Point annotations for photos

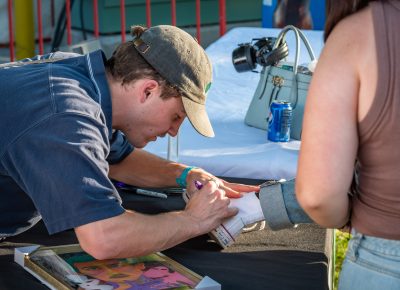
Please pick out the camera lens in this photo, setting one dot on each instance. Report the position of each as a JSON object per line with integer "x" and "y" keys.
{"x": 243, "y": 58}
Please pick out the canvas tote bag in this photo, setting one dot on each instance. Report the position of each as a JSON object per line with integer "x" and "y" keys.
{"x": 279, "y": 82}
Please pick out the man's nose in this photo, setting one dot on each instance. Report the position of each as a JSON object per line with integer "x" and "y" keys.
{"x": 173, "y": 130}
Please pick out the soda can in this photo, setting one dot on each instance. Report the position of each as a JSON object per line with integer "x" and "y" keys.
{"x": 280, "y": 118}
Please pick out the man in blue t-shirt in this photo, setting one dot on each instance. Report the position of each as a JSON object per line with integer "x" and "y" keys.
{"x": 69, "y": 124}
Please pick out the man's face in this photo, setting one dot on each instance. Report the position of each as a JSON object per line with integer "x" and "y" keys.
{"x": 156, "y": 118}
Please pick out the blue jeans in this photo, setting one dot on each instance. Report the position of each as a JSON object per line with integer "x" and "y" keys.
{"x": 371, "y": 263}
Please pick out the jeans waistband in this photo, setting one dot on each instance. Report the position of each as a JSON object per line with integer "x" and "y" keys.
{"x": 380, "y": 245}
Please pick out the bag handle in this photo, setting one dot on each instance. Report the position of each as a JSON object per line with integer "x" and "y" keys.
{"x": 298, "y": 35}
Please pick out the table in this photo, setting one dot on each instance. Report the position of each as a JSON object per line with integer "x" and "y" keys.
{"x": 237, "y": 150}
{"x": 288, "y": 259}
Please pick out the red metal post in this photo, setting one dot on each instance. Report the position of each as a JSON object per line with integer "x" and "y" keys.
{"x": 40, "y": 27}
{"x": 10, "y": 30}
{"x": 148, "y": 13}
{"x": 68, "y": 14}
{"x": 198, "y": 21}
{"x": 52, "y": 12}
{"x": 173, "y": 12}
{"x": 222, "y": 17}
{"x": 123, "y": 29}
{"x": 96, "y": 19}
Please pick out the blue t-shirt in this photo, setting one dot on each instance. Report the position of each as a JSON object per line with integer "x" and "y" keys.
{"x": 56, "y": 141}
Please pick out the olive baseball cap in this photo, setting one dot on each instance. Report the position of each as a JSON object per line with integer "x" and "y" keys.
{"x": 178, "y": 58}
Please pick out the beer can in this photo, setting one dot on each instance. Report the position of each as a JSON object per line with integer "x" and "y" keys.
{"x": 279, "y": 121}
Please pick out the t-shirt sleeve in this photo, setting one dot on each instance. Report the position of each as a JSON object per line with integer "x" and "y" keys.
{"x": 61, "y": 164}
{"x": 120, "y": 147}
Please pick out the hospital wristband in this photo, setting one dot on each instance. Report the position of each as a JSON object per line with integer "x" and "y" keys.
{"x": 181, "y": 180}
...
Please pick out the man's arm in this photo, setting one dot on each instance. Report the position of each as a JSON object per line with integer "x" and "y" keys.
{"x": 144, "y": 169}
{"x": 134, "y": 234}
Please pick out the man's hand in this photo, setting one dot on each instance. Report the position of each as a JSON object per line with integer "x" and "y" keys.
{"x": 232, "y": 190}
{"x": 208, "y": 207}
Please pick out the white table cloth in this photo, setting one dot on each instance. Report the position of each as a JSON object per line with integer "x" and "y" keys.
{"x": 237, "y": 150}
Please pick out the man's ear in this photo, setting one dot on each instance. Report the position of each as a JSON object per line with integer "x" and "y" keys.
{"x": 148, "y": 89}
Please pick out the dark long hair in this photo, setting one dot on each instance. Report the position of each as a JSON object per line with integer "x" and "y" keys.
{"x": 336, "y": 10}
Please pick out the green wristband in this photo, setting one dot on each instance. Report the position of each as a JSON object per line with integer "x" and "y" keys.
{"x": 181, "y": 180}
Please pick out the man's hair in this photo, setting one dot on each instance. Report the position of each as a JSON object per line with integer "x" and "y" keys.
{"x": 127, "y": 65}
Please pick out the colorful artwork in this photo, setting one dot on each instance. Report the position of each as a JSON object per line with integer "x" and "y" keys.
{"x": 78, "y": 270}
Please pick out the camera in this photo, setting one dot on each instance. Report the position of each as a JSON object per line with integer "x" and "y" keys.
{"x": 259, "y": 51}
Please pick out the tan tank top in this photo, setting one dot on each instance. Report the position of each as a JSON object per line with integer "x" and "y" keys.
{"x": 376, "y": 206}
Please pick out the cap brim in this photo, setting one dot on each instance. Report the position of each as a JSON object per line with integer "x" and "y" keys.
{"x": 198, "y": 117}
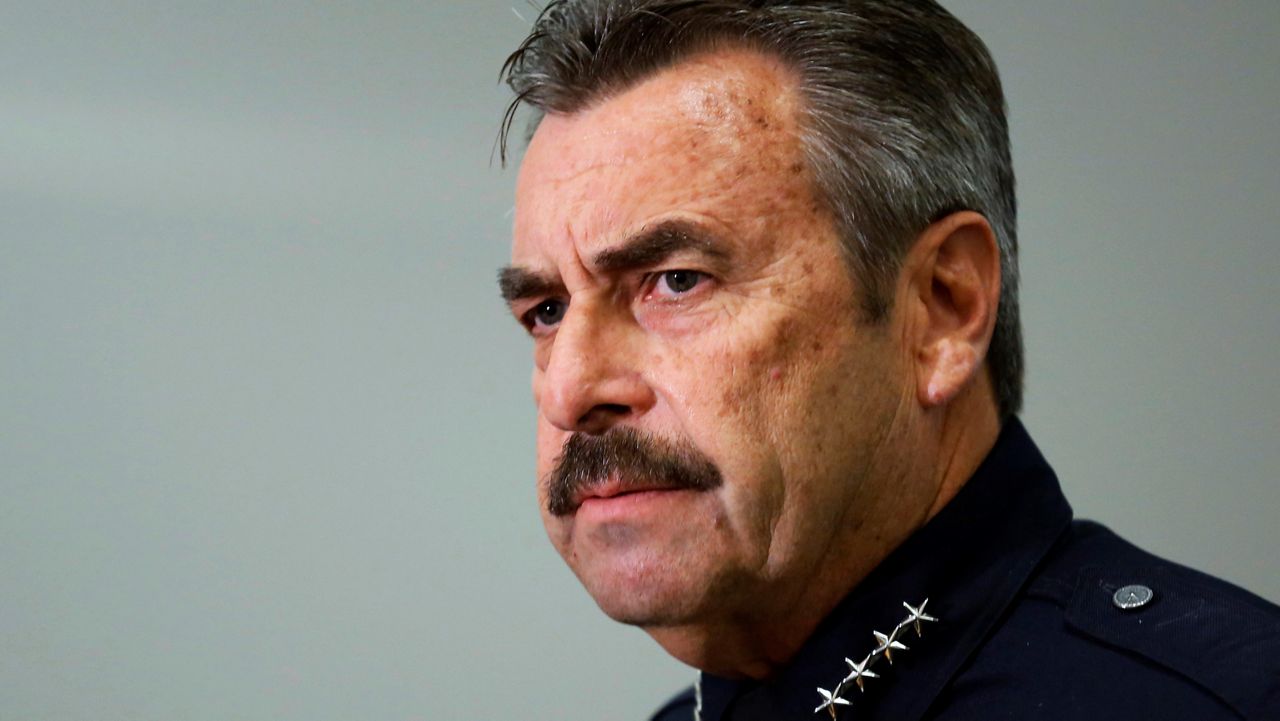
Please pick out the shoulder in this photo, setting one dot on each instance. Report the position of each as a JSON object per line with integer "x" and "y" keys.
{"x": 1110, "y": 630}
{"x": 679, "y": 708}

Problem statement
How many lines of the data above contain the string "shirt"? Give only the number.

Full output
3